__MATERIAL PROVIDED__.
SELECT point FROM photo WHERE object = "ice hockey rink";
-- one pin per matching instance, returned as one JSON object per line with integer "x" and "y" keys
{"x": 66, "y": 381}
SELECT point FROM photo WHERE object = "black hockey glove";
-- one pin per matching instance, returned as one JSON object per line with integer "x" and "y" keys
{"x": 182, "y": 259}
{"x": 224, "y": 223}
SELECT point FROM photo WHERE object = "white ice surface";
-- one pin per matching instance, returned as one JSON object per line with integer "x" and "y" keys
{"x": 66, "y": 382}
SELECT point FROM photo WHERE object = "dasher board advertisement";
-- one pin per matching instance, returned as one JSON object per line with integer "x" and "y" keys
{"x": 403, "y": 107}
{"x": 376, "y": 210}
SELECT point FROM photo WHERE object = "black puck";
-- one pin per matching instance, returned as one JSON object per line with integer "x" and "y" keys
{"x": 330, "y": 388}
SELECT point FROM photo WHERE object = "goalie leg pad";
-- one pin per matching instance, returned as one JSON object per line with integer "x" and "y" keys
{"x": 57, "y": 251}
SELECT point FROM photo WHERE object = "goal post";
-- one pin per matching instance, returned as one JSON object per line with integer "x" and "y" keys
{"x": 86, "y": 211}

__EXERCISE AIM__. What lines of the material above contain "photo"? Return each of them.

__FINISHED EXERCISE__.
SELECT point FROM photo WHERE object = "ice hockey rink";
SELECT point FROM photo WHERE object = "black hockey glove";
SELECT point FROM photo WHERE object = "white ice surface";
SELECT point FROM photo WHERE object = "dasher board advertisement";
SELECT point FROM photo WHERE object = "black puck";
SELECT point FROM photo WHERE object = "goalie leg pad";
SELECT point FROM photo WHERE object = "goal post";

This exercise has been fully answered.